_PROBLEM_.
Render every line of the records below as a Markdown table with the columns "Row" and "Line", where "Row" numbers each line in order and "Line" holds its text. Skip blank lines and omit the pictures.

--- START OF DATA LINES ---

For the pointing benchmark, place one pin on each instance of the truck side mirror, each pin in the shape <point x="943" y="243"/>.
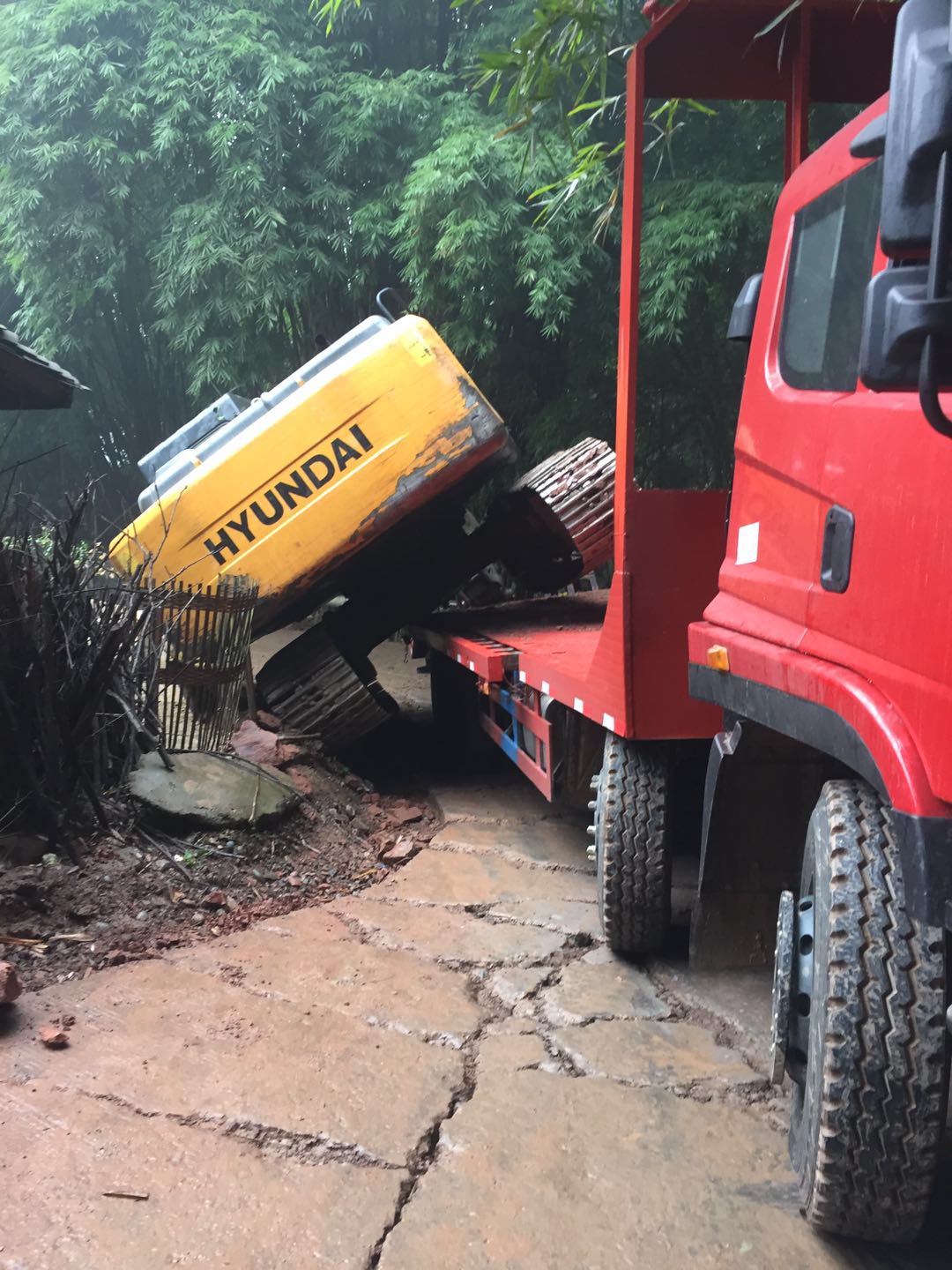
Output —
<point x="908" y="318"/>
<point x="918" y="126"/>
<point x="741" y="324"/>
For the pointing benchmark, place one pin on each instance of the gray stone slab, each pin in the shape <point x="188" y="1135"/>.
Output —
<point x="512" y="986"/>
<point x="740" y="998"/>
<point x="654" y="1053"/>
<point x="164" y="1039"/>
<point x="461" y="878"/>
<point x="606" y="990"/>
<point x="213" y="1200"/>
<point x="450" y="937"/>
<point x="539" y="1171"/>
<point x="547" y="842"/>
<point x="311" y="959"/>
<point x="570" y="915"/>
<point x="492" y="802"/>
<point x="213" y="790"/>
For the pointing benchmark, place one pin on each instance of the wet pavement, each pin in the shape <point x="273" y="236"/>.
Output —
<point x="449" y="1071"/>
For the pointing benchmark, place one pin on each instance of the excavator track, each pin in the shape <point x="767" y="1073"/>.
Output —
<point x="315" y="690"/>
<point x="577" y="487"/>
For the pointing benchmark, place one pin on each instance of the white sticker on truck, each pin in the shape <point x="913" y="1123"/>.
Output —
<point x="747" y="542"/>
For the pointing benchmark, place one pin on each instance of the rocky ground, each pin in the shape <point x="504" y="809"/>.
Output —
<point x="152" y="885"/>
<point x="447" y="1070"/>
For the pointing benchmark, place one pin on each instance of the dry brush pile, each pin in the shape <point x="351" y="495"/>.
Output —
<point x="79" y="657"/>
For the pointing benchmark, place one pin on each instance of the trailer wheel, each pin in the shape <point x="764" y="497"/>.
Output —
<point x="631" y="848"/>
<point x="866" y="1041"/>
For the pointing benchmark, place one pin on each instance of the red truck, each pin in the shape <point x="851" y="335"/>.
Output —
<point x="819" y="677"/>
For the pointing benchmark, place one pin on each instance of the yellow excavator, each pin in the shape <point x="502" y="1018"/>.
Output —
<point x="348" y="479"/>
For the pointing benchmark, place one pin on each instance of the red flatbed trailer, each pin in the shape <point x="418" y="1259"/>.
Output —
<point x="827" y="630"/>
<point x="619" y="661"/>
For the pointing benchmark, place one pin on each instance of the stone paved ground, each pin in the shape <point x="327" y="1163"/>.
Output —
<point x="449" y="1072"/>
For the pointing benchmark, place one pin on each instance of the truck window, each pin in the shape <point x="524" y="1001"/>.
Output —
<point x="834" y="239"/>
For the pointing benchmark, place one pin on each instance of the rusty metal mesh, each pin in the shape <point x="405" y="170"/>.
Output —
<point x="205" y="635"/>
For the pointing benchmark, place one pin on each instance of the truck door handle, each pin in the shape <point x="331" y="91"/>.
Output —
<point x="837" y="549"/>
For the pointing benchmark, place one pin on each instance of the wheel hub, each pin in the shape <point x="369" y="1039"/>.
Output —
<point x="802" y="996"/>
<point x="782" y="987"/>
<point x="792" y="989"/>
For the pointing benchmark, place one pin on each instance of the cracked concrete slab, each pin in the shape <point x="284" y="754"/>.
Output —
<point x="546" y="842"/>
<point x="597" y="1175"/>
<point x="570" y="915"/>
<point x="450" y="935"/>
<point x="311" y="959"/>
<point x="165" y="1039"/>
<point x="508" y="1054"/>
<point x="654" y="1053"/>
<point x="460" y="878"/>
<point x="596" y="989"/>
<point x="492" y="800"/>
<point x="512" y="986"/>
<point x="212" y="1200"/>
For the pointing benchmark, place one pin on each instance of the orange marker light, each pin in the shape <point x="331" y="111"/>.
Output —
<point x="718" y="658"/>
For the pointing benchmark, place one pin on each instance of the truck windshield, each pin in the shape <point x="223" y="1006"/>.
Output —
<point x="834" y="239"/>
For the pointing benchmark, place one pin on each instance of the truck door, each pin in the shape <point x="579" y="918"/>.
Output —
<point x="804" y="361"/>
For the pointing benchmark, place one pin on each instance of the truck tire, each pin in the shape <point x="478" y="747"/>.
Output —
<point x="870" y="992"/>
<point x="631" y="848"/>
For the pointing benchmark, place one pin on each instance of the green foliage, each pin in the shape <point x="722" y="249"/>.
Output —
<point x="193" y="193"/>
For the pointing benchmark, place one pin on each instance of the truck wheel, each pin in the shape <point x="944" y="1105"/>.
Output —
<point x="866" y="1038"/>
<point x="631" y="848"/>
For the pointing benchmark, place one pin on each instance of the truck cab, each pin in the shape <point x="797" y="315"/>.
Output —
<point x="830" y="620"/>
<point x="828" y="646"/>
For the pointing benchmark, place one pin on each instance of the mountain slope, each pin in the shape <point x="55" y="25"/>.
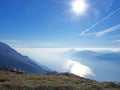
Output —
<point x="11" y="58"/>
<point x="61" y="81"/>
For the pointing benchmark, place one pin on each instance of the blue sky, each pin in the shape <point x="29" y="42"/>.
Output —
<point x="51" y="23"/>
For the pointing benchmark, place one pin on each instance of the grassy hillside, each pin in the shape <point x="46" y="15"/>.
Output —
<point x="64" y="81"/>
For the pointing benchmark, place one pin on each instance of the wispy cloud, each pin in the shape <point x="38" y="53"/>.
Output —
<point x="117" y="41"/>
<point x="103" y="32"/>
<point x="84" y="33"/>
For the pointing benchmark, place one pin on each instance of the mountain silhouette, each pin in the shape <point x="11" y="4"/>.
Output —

--- END OF DATA LINES ---

_ANSWER BELOW_.
| Row | Line |
|---|---|
| 1 | For the pointing benchmark, place one pin on each instance of the truck side mirror, each pin in the shape <point x="943" y="243"/>. |
| 2 | Output — |
| 3 | <point x="908" y="318"/> |
| 4 | <point x="918" y="126"/> |
| 5 | <point x="741" y="324"/> |
| 6 | For the pointing benchmark, place one pin on each instance of the gray stone slab, each pin in the shape <point x="188" y="1135"/>. |
| 7 | Output — |
| 8 | <point x="512" y="986"/> |
| 9 | <point x="740" y="998"/> |
| 10 | <point x="654" y="1053"/> |
| 11 | <point x="164" y="1039"/> |
| 12 | <point x="461" y="878"/> |
| 13 | <point x="606" y="990"/> |
| 14 | <point x="213" y="1200"/> |
| 15 | <point x="450" y="937"/> |
| 16 | <point x="539" y="1171"/> |
| 17 | <point x="547" y="842"/> |
| 18 | <point x="311" y="959"/> |
| 19 | <point x="570" y="915"/> |
| 20 | <point x="492" y="802"/> |
| 21 | <point x="213" y="790"/> |
| 22 | For the pointing benchmark, place one pin on each instance of the wet pavement, each pin in the shape <point x="273" y="236"/>. |
| 23 | Output — |
| 24 | <point x="449" y="1071"/> |
| 25 | For the pointing benchmark, place one pin on each instance of the excavator track, each pin in the shape <point x="767" y="1073"/>. |
| 26 | Output — |
| 27 | <point x="315" y="690"/> |
| 28 | <point x="577" y="487"/> |
| 29 | For the pointing benchmark, place one pin on each instance of the white sticker on truck, each pin in the shape <point x="913" y="1123"/>. |
| 30 | Output — |
| 31 | <point x="747" y="542"/> |
| 32 | For the pointing benchmark, place one pin on each instance of the rocky ground, each pin in the shape <point x="504" y="809"/>. |
| 33 | Output — |
| 34 | <point x="152" y="885"/> |
| 35 | <point x="447" y="1070"/> |
| 36 | For the pointing benchmark, place one pin on each instance of the dry brush pile, each pin in the shape <point x="351" y="495"/>. |
| 37 | Output — |
| 38 | <point x="79" y="657"/> |
| 39 | For the pointing benchmark, place one pin on each instance of the trailer wheel, each pin in the shape <point x="764" y="497"/>. |
| 40 | Output — |
| 41 | <point x="631" y="848"/> |
| 42 | <point x="866" y="1041"/> |
| 43 | For the pointing benchmark, place one pin on each instance of the red truck, each pin in the shape <point x="851" y="335"/>. |
| 44 | Output — |
| 45 | <point x="819" y="677"/> |
| 46 | For the pointing benchmark, place one pin on each instance of the yellow excavator, each pin in the shape <point x="502" y="1018"/>. |
| 47 | Output — |
| 48 | <point x="348" y="479"/> |
| 49 | For the pointing benchmark, place one pin on each instance of the red flatbed trailer, each pin in the shape <point x="418" y="1259"/>. |
| 50 | Output — |
| 51 | <point x="827" y="630"/> |
| 52 | <point x="619" y="661"/> |
| 53 | For the pointing benchmark, place one pin on each instance of the stone paved ground, each pin in the shape <point x="327" y="1163"/>. |
| 54 | Output — |
| 55 | <point x="449" y="1072"/> |
| 56 | For the pointing benchmark, place one pin on each instance of the truck window, each pin in the shape <point x="524" y="1001"/>. |
| 57 | Output — |
| 58 | <point x="834" y="239"/> |
| 59 | For the pointing benchmark, place one pin on each instance of the rusty metal mesh, each pin in the shape <point x="405" y="170"/>. |
| 60 | Output — |
| 61 | <point x="205" y="635"/> |
| 62 | For the pointing benchmark, place one pin on each instance of the truck door handle, each pin in the shape <point x="331" y="91"/>. |
| 63 | Output — |
| 64 | <point x="837" y="549"/> |
| 65 | For the pointing benchmark, place one pin on each instance of the wheel hub, each pin in the shape <point x="369" y="1039"/>. |
| 66 | Output — |
| 67 | <point x="802" y="996"/> |
| 68 | <point x="782" y="987"/> |
| 69 | <point x="792" y="989"/> |
| 70 | For the pointing benchmark, place one pin on each instance of the cracked concrete slab, each pin in the shape <point x="284" y="754"/>. |
| 71 | Output — |
| 72 | <point x="546" y="842"/> |
| 73 | <point x="597" y="1175"/> |
| 74 | <point x="570" y="915"/> |
| 75 | <point x="450" y="935"/> |
| 76 | <point x="311" y="959"/> |
| 77 | <point x="165" y="1039"/> |
| 78 | <point x="508" y="1054"/> |
| 79 | <point x="654" y="1053"/> |
| 80 | <point x="460" y="878"/> |
| 81 | <point x="596" y="989"/> |
| 82 | <point x="492" y="800"/> |
| 83 | <point x="512" y="986"/> |
| 84 | <point x="212" y="1200"/> |
| 85 | For the pointing benchmark, place one pin on each instance of the orange marker light, each pin in the shape <point x="331" y="111"/>. |
| 86 | Output — |
| 87 | <point x="718" y="658"/> |
| 88 | For the pointing benchmark, place one pin on each instance of the truck windshield, each pin in the shape <point x="223" y="1006"/>. |
| 89 | Output — |
| 90 | <point x="834" y="239"/> |
| 91 | For the pointing benchmark, place one pin on each instance of the truck door, each pin in the shape <point x="579" y="918"/>. |
| 92 | Output — |
| 93 | <point x="804" y="361"/> |
| 94 | For the pointing benchmark, place one pin on each instance of the truck tire, each pin in the shape <point x="478" y="747"/>. |
| 95 | Output — |
| 96 | <point x="870" y="992"/> |
| 97 | <point x="631" y="848"/> |
| 98 | For the pointing benchmark, place one pin on each instance of the green foliage, each pin in the shape <point x="722" y="249"/>. |
| 99 | Output — |
| 100 | <point x="193" y="193"/> |
| 101 | For the pointing benchmark, place one pin on each instance of the truck wheel, each pin in the shape <point x="944" y="1105"/>. |
| 102 | Output — |
| 103 | <point x="866" y="1038"/> |
| 104 | <point x="631" y="848"/> |
| 105 | For the pointing benchmark, place one pin on each instance of the truck cab, each pin in the shape <point x="797" y="315"/>. |
| 106 | Output — |
| 107 | <point x="830" y="620"/> |
| 108 | <point x="828" y="646"/> |
| 109 | For the pointing benchmark, place one pin on each instance of the mountain slope, each pin in the shape <point x="55" y="25"/>. |
| 110 | Output — |
| 111 | <point x="11" y="58"/> |
| 112 | <point x="61" y="81"/> |
| 113 | For the pointing benchmark, place one pin on each instance of the blue sky, each pin in the shape <point x="29" y="42"/>. |
| 114 | Output — |
| 115 | <point x="51" y="23"/> |
| 116 | For the pointing benchmark, place one pin on each instance of the grassy hillside, each pin in the shape <point x="46" y="15"/>. |
| 117 | Output — |
| 118 | <point x="64" y="81"/> |
| 119 | For the pointing benchmark, place one pin on each instance of the wispy cloud, each pin in the shape <point x="38" y="53"/>. |
| 120 | Output — |
| 121 | <point x="117" y="41"/> |
| 122 | <point x="103" y="32"/> |
| 123 | <point x="84" y="33"/> |
| 124 | For the pointing benchmark, place one pin on each instance of the mountain silhouette, each pin in the shape <point x="11" y="4"/>. |
| 125 | Output — |